QUOTED TEXT:
══════

Archival Leaflets - Oral History
ARCHIVAL LEAFLET SERIES
L. Dale Patterson, Archivist
ORAL HISTORY PROGRAM
Oral history, manuscript collection, archival records, and printed historical sources complement one another. Tape-recorded recollections often contain information not found in the written record.
Certain basic procedures make oral history collections easier to describe, maintain, and render more accessible to the researchers. Interviews that reflect adequate preparation, attention to technical quality, and solid content are added to the collection as part of the Commission’s permanent research resources.
Oral history tapes are kept in cassette form for use by researchers. The creation and preservation of one hour on tape involves a substantial investment of time. Researchers are encouraged to make tapes of good technical quality and solid content.
ORAL HISTORY AS SOURCE MATERIAL
Sources for historical study are usually conflicting, incomplete representations of history "as it actually happened." Newspapers, personal letters, official records, and other historical sources all have strengths and weaknesses as tools for reconstructing the past. Before undertaking an oral history interview, the researcher should ask: "What information can this person’s recollections add to the historical record?"
An oral history interviewer has a special responsibility to the historical record. Although two historians may differ, for example, in their interpretation of a newspaper account of Lincoln’s assassination, the article itself will not change; it remains available for later scrutiny. An oral history interviewer, however, helps to create a primary document. By manner, assumptions, questions, and techniques the interviewer may taint the validity of information solicited. For this reason, the material recorded in an oral history interview should be as much as possible the creation of the narrator. The interviewer should not contrive information to support a pet theory.

══════

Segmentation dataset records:
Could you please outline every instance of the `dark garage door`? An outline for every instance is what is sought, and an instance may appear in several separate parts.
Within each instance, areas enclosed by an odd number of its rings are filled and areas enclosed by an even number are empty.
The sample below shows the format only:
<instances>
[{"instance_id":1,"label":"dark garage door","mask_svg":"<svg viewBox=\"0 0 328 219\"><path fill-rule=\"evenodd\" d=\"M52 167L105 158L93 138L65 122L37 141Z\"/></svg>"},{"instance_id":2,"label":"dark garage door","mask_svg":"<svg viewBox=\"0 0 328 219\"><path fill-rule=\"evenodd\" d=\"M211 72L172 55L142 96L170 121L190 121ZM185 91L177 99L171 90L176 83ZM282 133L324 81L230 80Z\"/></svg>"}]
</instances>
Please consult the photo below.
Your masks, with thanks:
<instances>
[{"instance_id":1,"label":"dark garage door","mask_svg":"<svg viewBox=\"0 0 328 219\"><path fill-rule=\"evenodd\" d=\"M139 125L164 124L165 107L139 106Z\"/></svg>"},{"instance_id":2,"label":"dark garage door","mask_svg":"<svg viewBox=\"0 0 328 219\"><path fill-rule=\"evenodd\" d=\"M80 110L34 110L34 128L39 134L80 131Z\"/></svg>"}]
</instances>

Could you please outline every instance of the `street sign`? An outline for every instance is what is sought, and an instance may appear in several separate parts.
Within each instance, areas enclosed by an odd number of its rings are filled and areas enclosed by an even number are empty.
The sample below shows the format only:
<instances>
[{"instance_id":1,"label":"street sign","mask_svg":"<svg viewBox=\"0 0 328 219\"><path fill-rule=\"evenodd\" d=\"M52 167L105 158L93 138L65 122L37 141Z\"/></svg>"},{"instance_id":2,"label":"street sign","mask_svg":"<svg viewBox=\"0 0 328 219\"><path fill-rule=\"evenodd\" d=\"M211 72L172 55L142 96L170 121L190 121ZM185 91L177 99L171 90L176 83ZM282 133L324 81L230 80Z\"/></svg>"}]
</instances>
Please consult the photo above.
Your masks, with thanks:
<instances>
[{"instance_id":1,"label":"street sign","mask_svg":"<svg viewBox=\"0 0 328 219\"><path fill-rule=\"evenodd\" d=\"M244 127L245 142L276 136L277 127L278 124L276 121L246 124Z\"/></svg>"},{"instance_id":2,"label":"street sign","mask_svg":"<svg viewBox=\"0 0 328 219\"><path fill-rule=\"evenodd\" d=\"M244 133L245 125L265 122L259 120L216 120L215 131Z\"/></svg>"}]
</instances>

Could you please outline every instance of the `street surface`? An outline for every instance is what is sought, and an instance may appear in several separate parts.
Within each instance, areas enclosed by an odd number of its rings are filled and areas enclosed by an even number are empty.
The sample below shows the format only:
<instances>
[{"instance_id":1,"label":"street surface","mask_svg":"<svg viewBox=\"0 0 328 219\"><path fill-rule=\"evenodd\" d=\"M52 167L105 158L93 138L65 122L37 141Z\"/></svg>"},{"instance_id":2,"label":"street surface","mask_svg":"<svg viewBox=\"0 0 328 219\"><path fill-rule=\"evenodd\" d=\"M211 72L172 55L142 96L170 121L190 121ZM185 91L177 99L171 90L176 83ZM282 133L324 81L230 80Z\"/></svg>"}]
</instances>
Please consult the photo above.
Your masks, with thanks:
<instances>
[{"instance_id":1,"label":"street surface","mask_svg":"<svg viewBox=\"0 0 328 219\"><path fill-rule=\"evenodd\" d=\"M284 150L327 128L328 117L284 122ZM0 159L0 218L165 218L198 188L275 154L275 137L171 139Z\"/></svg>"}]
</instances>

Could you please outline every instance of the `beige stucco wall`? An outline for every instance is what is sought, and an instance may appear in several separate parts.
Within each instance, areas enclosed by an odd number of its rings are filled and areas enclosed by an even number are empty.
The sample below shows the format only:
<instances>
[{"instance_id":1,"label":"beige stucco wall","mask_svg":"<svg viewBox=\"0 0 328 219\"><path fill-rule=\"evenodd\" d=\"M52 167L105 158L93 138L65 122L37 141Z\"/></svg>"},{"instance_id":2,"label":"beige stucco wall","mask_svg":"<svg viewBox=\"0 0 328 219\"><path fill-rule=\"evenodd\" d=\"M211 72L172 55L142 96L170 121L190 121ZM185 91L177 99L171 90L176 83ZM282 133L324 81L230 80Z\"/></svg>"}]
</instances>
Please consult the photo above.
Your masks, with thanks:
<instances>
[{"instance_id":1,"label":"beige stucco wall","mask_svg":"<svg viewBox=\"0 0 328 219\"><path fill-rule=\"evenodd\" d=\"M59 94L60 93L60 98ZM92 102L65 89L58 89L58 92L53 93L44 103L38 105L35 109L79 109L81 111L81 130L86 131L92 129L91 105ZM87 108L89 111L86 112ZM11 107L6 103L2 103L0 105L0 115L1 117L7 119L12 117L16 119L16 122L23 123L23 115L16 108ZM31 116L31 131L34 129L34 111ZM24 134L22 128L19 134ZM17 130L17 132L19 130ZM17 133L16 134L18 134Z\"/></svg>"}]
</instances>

══════

PROBLEMS AND TASKS:
A) Answer these from the oral history leaflet:
(i) Who is named as archivist?
(ii) In what form are oral history tapes kept for researchers?
(iii) Whose assassination serves as the example of a newspaper account?
B) Quote the oral history leaflet between "An oral history interviewer has" and "a pet theory.", inclusive.
C) Extend the oral history leaflet, picking up after its last sentence.
Nothing in the listing is needed here.

OUTPUTS FOR THE TASKS:
A)
(i) L. Dale Patterson
(ii) Cassette form
(iii) Lincoln's

B)
An oral history interviewer has a special responsibility to the historical record. Although two historians may differ, for example, in their interpretation of a newspaper account of Lincoln’s assassination, the article itself will not change; it remains available for later scrutiny. An oral history interviewer, however, helps to create a primary document. By manner, assumptions, questions, and techniques the interviewer may taint the validity of information solicited. For this reason, the material recorded in an oral history interview should be as much as possible the creation of the narrator. The interviewer should not contrive information to support a pet theory.

C)
BACKGROUND AND QUESTIONS FOR ORAL HISTORY
The quality of an oral history interview depends upon the interviewer’s knowledge of the subject, the questions asked, and the narrator’s responses. A scholar conducting oral history research cannot and should not control exactly what the narrator says, but should research the subject before the interview, make written suggestions about what the interview should accomplish and ask questions that will elicit reflective answers.
Before writing to the narrator, an oral history researcher should have a solid idea of the interview’s purpose. Consult published histories relating generally to your subject, check finding guides for more specific material, and be aware of primary material directly related to your interview. If you plan to interview a former elected official, know the history of her or his constituency, any biographical accounts that may have been written about the person, and consult contemporary accounts in newspapers and other sources in preparation for your interview. Introduce yourself to the narrator through a letter describing the conditions and subject of the proposed interview. Why do you think this person is important? What do you think the tape-recorded recollections will add to the historical record? Confirm the interview appointment by telephone. This allows the narrator to react to your letter, ask questions about the interview, and make additions to your suggestions for its contents.
Begin the recording by casually stating your name, the date, the narrator’s name, and the general subject of the interview. A typical recording session may last around two hours. Do not rush the narrator; do not ask painful questions immediately; avoid tactless interruptions to correct or expand what has been said; and try not to talk more than absolutely necessary. You can always return for another session. Scholars using oral history material realize that the narrator’s memory may imperfect or the account biased. Encourage an honest, spontaneous memoir; no one should expect an oral history interview to be as well-organized as a book or an article. Note taking may encourage the narrator. Copies of your notes, correspondence, a summary of the interview, and a completed release form must accompany the tapes.
WHERE TO LOOK FOR BACKGROUND PREPARATION IN ORAL HISTORY RESEARCH
1. The American Historical Association’s annual bibliography, Writings on American History, cites books and articles that can provide general background information on a variety of subjects. Also look in America: History and Life.
2. The Harvard Guide to American History suggest basic works that can also provide general background material for oral history researchers.
3. The Reader’s Guide to Periodical Literature and the New York Times Index will lead you to literature on general trends of national and international importance.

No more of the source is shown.